• TASK DIRECTIONS: Your answer should be one number, the count of lines in the entries holding the word "open".

=======

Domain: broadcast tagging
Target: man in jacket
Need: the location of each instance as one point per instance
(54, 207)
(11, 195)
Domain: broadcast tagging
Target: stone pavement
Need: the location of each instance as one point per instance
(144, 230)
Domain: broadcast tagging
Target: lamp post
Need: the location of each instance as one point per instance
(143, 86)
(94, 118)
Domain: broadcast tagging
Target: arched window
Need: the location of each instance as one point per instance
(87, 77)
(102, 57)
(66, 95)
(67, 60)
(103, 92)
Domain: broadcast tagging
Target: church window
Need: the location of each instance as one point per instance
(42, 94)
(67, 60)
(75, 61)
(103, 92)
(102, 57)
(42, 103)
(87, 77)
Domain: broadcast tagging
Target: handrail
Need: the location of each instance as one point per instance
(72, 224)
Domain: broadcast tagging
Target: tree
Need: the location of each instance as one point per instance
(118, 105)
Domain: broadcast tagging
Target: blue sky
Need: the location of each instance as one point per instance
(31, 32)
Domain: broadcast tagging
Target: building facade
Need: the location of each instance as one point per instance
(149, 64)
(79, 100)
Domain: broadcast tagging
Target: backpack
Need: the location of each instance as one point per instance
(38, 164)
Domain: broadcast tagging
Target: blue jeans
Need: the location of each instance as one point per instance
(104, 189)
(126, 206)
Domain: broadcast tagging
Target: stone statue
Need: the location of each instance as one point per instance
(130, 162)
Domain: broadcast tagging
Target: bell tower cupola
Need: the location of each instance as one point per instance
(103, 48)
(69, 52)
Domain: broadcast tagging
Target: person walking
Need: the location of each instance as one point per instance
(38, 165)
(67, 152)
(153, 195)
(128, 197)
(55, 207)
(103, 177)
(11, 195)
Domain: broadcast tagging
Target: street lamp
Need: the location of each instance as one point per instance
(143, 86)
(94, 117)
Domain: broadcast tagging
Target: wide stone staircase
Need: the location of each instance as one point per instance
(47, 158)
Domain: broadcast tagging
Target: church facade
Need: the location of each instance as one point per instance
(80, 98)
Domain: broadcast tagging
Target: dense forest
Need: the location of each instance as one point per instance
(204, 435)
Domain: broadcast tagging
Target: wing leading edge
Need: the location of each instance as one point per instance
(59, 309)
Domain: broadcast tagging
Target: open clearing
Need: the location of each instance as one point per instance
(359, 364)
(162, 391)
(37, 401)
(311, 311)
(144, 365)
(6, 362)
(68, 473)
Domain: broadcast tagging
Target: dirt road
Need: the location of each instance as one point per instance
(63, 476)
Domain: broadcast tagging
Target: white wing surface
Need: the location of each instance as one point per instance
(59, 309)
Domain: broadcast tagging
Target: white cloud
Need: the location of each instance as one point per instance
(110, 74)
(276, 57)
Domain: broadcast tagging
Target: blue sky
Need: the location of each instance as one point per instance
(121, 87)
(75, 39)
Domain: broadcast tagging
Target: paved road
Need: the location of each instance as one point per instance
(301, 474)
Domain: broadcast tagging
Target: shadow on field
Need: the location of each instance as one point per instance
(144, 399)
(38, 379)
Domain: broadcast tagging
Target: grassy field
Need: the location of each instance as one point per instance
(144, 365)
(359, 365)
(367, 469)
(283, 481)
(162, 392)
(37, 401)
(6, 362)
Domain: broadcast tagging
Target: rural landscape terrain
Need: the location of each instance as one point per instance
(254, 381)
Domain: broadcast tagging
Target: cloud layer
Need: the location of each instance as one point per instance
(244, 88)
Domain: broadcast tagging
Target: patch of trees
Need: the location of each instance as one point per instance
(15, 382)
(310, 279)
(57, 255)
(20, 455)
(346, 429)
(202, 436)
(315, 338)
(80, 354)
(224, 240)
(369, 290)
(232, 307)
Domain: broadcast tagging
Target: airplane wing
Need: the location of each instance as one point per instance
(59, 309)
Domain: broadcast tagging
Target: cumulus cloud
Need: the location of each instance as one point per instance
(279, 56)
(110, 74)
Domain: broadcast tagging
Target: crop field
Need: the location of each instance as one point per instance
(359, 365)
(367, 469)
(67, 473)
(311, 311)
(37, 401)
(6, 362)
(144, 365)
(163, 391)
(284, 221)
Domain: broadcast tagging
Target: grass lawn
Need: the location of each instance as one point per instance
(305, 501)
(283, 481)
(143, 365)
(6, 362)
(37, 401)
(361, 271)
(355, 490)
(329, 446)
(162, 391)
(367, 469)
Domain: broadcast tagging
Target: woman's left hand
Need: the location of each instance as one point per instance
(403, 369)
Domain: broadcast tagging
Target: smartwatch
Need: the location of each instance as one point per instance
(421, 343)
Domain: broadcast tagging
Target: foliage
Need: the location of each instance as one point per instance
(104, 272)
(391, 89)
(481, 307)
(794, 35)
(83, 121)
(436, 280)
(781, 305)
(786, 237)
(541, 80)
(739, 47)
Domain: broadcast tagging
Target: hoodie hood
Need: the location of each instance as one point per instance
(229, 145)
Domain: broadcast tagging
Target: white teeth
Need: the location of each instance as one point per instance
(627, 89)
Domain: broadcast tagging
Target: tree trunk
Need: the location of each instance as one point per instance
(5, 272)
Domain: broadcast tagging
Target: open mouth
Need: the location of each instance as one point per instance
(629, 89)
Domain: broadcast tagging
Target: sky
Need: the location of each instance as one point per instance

=======

• ANSWER TO THE EXERCISE: 2